- [Task requirements] Rewrite the lines of all the records below, replacing "segment" with "outline" and keeping everything else unchanged. Leave the pictures out of your answer.

- [Extracted records]
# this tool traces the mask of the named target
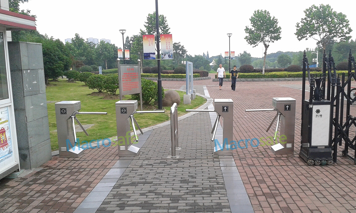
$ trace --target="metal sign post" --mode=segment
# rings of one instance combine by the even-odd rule
[[[141,60],[137,60],[138,65],[120,65],[120,59],[117,61],[120,100],[122,100],[122,95],[140,93],[141,110],[142,110]]]

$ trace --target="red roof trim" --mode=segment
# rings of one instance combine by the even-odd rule
[[[9,16],[15,16],[15,17],[23,18],[24,19],[33,21],[36,21],[36,19],[35,17],[29,16],[26,16],[26,15],[20,14],[14,12],[7,11],[7,10],[5,10],[0,9],[0,13],[2,13],[3,14],[6,14],[6,15],[9,15]]]
[[[36,27],[35,26],[30,26],[30,25],[26,25],[26,24],[19,24],[7,21],[4,21],[3,20],[0,20],[0,24],[3,24],[4,25],[15,27],[27,29],[36,30]]]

- [Correct result]
# this tool traces the mask of the named target
$ trace --target="metal sign post" --mode=outline
# rings of one instance combine by the even-odd rule
[[[141,60],[137,60],[138,65],[120,65],[120,59],[117,61],[120,100],[122,100],[122,95],[140,93],[141,110],[142,110]]]

$ trace --target="red roof trim" --mode=outline
# rings of one instance combine by the even-odd rule
[[[9,16],[15,16],[15,17],[23,18],[24,19],[33,21],[36,21],[36,19],[35,17],[29,16],[26,16],[26,15],[20,14],[14,12],[7,11],[7,10],[5,10],[0,9],[0,13],[2,13],[3,14],[6,14],[6,15],[9,15]]]
[[[36,27],[35,26],[30,26],[30,25],[26,25],[26,24],[19,24],[7,21],[4,21],[3,20],[0,20],[0,24],[3,24],[4,25],[15,27],[27,29],[36,30]]]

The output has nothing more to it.